[Excerpts of pointing data]
################
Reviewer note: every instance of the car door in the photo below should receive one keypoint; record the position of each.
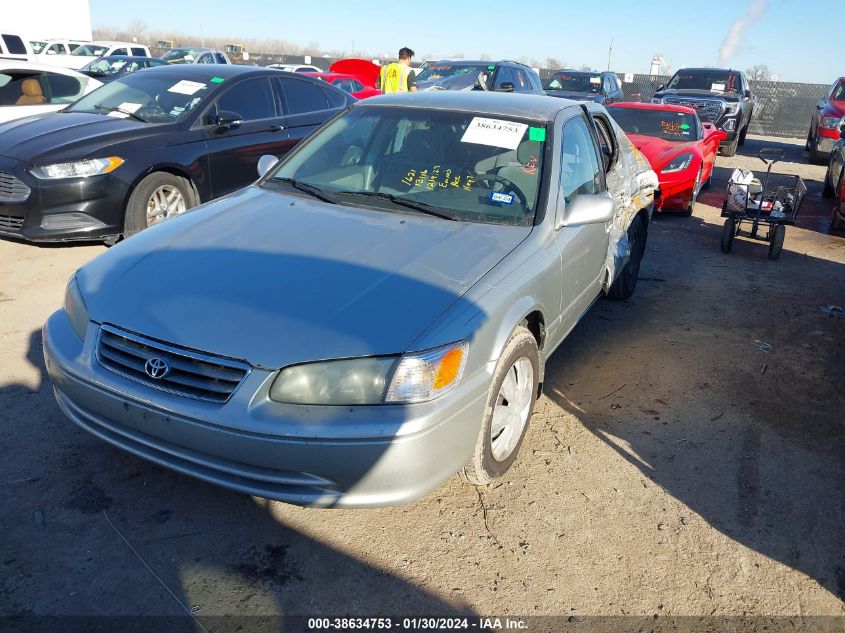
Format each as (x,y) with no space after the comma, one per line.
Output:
(583,248)
(306,106)
(234,150)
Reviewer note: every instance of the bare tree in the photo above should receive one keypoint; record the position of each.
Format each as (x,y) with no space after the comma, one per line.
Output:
(759,72)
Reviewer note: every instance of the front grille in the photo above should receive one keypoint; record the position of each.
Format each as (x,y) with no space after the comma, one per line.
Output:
(12,189)
(708,109)
(10,223)
(191,374)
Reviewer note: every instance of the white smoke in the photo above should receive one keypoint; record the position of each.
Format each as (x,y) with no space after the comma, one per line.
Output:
(754,12)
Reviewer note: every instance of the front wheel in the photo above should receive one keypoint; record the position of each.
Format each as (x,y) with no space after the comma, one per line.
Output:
(624,285)
(510,403)
(159,196)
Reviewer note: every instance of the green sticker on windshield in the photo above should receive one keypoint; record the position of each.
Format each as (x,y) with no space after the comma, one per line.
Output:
(537,134)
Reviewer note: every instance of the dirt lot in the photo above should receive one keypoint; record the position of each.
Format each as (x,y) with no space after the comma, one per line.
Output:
(672,467)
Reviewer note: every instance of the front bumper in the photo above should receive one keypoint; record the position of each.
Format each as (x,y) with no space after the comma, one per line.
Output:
(63,210)
(306,455)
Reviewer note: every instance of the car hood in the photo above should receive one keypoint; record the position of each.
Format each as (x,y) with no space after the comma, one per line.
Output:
(659,151)
(464,81)
(67,135)
(277,279)
(576,96)
(699,94)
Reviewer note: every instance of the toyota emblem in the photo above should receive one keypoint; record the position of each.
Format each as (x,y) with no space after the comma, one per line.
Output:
(157,368)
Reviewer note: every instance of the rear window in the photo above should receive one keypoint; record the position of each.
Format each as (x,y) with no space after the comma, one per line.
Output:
(14,45)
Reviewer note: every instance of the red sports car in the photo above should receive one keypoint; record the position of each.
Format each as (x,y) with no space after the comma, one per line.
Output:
(680,148)
(347,83)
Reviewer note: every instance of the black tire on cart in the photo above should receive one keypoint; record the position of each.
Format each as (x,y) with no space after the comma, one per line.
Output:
(776,245)
(728,232)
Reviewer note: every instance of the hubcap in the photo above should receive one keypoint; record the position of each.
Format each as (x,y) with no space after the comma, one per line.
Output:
(513,404)
(165,201)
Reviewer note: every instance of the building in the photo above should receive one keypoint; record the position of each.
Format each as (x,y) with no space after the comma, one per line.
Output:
(48,19)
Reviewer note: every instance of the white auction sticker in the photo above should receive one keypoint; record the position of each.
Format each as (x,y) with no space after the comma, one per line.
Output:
(186,87)
(494,132)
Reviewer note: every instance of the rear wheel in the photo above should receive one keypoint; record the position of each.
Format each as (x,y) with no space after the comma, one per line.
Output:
(728,233)
(510,403)
(776,245)
(157,197)
(624,285)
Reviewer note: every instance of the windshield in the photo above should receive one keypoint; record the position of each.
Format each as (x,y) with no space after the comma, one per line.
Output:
(91,50)
(180,55)
(440,70)
(670,126)
(713,80)
(574,82)
(150,97)
(466,167)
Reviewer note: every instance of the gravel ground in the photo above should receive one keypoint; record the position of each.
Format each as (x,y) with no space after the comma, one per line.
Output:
(672,467)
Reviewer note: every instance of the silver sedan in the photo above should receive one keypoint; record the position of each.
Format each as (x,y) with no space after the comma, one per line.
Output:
(374,314)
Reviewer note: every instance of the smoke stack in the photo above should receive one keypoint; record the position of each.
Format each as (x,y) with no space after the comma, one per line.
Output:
(732,40)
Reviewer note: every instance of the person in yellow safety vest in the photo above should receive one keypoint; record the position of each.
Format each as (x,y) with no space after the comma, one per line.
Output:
(398,76)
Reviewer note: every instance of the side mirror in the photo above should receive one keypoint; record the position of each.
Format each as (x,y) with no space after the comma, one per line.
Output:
(227,119)
(265,164)
(585,209)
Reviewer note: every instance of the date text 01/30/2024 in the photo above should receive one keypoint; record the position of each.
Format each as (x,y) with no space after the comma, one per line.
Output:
(416,624)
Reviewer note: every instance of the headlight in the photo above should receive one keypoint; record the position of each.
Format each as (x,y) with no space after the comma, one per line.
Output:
(78,169)
(364,381)
(75,308)
(337,382)
(679,163)
(731,109)
(427,375)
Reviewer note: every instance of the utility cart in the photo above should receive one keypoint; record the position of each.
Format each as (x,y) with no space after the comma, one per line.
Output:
(761,210)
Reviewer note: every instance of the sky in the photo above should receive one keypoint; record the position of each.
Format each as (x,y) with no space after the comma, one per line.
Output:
(792,38)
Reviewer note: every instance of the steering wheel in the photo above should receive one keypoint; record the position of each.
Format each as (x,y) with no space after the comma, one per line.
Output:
(510,184)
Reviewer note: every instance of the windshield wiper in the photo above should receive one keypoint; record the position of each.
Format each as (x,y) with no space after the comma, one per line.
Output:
(308,188)
(122,111)
(422,207)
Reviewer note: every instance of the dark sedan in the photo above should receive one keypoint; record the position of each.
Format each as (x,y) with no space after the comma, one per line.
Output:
(150,145)
(109,68)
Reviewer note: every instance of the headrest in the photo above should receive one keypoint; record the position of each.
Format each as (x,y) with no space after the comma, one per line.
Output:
(31,88)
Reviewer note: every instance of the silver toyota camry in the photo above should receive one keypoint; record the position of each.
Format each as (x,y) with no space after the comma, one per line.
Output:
(373,314)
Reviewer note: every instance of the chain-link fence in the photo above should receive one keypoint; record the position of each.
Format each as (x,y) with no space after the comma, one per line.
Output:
(780,108)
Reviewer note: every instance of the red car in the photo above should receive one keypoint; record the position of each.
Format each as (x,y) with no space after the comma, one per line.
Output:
(347,83)
(680,148)
(827,119)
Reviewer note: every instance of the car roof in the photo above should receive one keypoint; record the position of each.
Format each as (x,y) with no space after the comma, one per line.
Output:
(18,64)
(523,106)
(202,72)
(665,107)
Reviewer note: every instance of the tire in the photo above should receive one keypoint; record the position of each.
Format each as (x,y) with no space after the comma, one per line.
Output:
(730,148)
(696,187)
(623,287)
(155,189)
(728,233)
(776,245)
(496,448)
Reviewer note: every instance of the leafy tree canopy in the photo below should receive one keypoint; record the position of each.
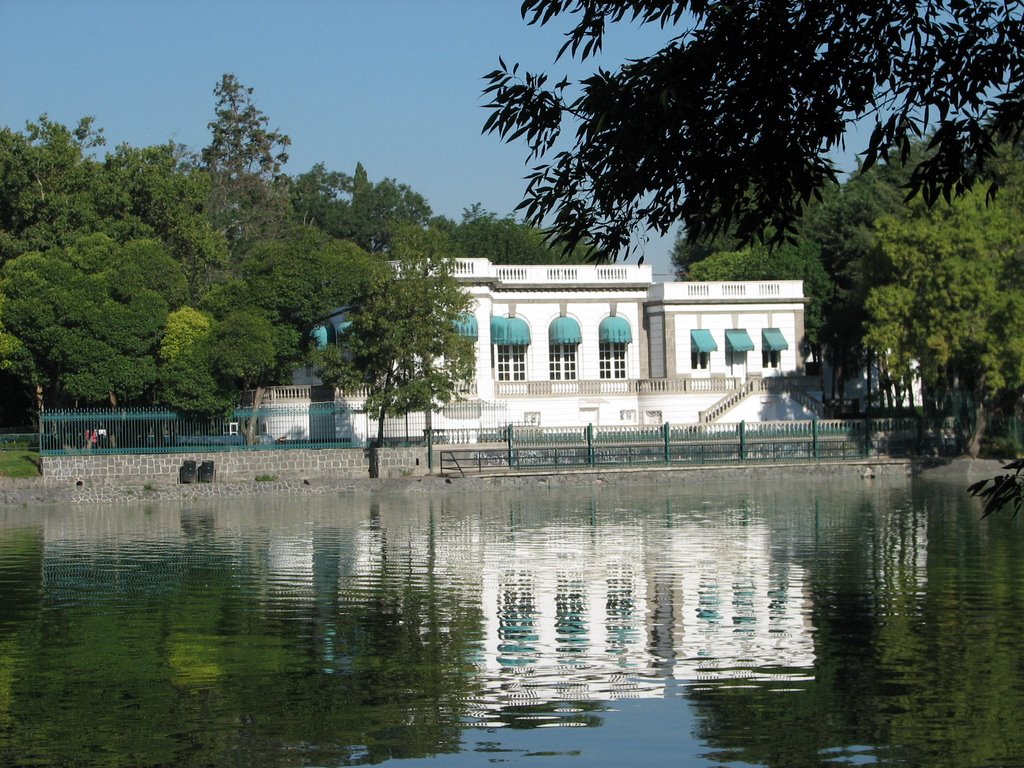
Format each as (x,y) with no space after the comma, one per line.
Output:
################
[The request] Repeat every record above exactly, but leave out any pictures.

[Result of this task]
Reviewer note: every instance of the car door in the photo below should receive one keypoint; record the position of each.
Format each as (x,y) with no space after the comma, one per line.
Output:
(583,248)
(306,106)
(234,150)
Reviewer note: every instance of the bare tree in the photo above should receive one keypoint; record the position of each.
Format each as (x,y) with no space after the comma, one per line.
Output:
(759,72)
Reviewer note: every instance of the front grille in the photo above should receive one keypoint; record the position of each.
Format each as (x,y) with no space after the comma, one per line.
Output:
(12,189)
(708,109)
(10,223)
(191,374)
Reviewer note: every instance of the white smoke in the photo above should receive one keypoint; record the position of each.
Format each as (x,y) with no space after the comma, one per line.
Output:
(754,12)
Reviewer note: every instance of the front wheel in the photo above should receive one keypoint; record the position of each.
Format each as (x,y) with no space after the comma, one per line.
Output:
(624,285)
(510,403)
(159,196)
Reviewer note: every instance of the green sticker on windshield in the photo above should receive one keypoint; record the position of each.
Format each as (x,y) with no space after the comma, one per line.
Output:
(537,134)
Reviewer note: every instance of the dirt lot in the photo above should receive one keypoint; record the position of each.
Format each as (x,y) with no space after the comma, one per line.
Output:
(672,467)
Reviewer note: every instance of the front bumper in the photo above should receive one keypoint; record the position of each.
Format each as (x,y) with no space after the comma, one per line.
Output:
(63,210)
(306,455)
Reviewer note: every instance of the car hood in the photo above should receive one keypoint; record the position of each.
Format each as (x,y) with no space after the comma, one per line.
Output:
(659,151)
(464,81)
(67,135)
(277,279)
(576,96)
(699,94)
Reviewer note: every instance of the toyota emblem in the photo above should receive one keypoint; record the position of each.
Format each as (x,y) with no space after the comma, one per line.
Output:
(157,368)
Reviewer note: every instance of the rear window in the photo above should receive one keypoint; record the position of each.
Format each as (x,y) with no space after the comma, one per line.
Output:
(14,45)
Reviewer note: every instance of the red sports car in the photo above should receive one keypoint; record the position of each.
Format each as (x,y) with no space after the comma, one per line.
Output:
(680,148)
(347,83)
Reviewer note: every instance of the black tire on cart in the photo above should receive one keypoint; record the position of each.
Format each as (x,y) with no space after the comma, one per line.
Output:
(776,245)
(728,232)
Reviewer note: every instance of the hubcap in the photo above should receive one keypoint; record the position of each.
Format each as (x,y) with no space after the comma, one per line.
Output:
(513,404)
(165,201)
Reviewer note: every instance of the building in the photo above should receive one keypoint; record the position of each.
Format each as (x,y) with no space after the comma, one per line.
Output:
(48,19)
Reviewer note: every instance of the white auction sticker in the photo above should receive one keypoint; record the position of each.
Format each as (x,y) with no space after the comma, one per line.
Output:
(186,87)
(494,132)
Reviewer note: every instance of the rear wheel in the photo above should receive one keypoint; record the position of each.
Format each as (x,y) with no space after the comma, one per line.
Output:
(728,233)
(510,403)
(776,245)
(157,197)
(624,285)
Reviewer note: every instance of the windshield in the photo above should receive one keypoint; record the position of each.
Format each as (x,y) with no space after the comma, one per line.
Output:
(91,50)
(180,55)
(440,70)
(670,126)
(713,80)
(574,82)
(150,97)
(466,167)
Reviewer note: every instance of the gravel ground in the photo above should receive one keypoint; record the position of each.
Format each as (x,y) with no space after the comma, one per line.
Output:
(672,467)
Reviewer note: every instance of the silver sedan in the photo above should receive one keypoint; record the position of each.
Format each as (x,y) with no space after the comma, one per line.
Output:
(374,314)
Reviewer note: every instance of the smoke stack in the photo above should receive one keypoint; record the position of each.
Format each as (x,y) with no space after the comma, one per line.
Output:
(732,40)
Reviewer note: every instance of the person in yellow safety vest in the photo above should receive one keypoint; record the position of each.
Format each as (x,y) with no space after the comma, one per line.
Output:
(398,76)
Reviewer note: every instance of the side mirror in the photo above should receive one keypoint; record the position of each.
Format each as (x,y) with no space after the comma, one per line.
Output:
(227,119)
(265,164)
(585,209)
Reviewer note: every instance of the date text 01/30/2024 in the photo above should receive one keypoint; record the position of each.
Format each as (x,y) with no space after the comma, one per line.
Output:
(416,624)
Reviewer note: every instance of the headlight in the photo above should receive one keypoint; record the position of each.
Format each as (x,y) with no space after the comma, one per line.
Output:
(78,169)
(364,381)
(75,308)
(337,382)
(679,163)
(731,109)
(427,375)
Reviewer note: every instance of the utility cart in the photo above should receive one keypoint; record the position of each.
Format each as (x,y) with no space after the comma, one per line.
Output:
(761,210)
Reviewer note: every instance of the sky in the photo above should receive one keypoint; record the position of each.
Format each as (x,y) with no space after the comma, one per line.
Output:
(792,38)
Reviewer note: every instance of the steering wheel in the photo above should receive one keypoint; record the position of each.
Format each as (x,y) with no space after the comma, one per line.
Output:
(510,184)
Reviewer note: every instance of the windshield wiper in the photo above should receive one keypoint; record the position of each.
Format each as (x,y) with no space after the comma, one per line.
Output:
(308,188)
(122,111)
(422,207)
Reviewer note: every instance of the dark sedan in the photo above should receive one keypoint; record the position of each.
Format each as (x,y) with no space after the comma, one per line.
Output:
(150,145)
(109,68)
Reviewer note: every instance of the headrest in the photo above should receive one keypoint; record the position of each.
Format each as (x,y) with no space after the comma, one per line.
Output:
(31,88)
Reviewer note: every instance of the silver toyota camry in the photo above should receive one keypoint; record the position of each.
Format each as (x,y) with no space after the comma, one per line.
Output:
(373,314)
Reviewer note: every instance of the chain-link fence in the photo above should receive one keypoint; record the position of each.
Format each as (x,y) with no space after the comma, one per line.
Output:
(780,108)
Reviewer note: every instance of the red car in the photo above should receive one keypoint; record the position of each.
Format each as (x,y) with no space after the comma, one per line.
Output:
(347,83)
(680,148)
(827,119)
Reviewer note: every instance of the car roof in the photo above should receive one keypoint; record the position of each.
Format each as (x,y) with no space after the comma, one per line.
Output:
(18,64)
(523,106)
(202,72)
(665,107)
Reviewer note: every instance of the tire in the photo above should receive one keypoint; record the position of each.
Format each as (x,y) with no space after the comma, one per line.
Output:
(730,148)
(696,187)
(623,287)
(155,189)
(728,233)
(776,245)
(496,448)
Reviewer note: every instance of the leafy tree canopy in the photo below should receive one keypoint; record the position of each.
Format each as (x,y) with no space after the comma, one per line.
Output:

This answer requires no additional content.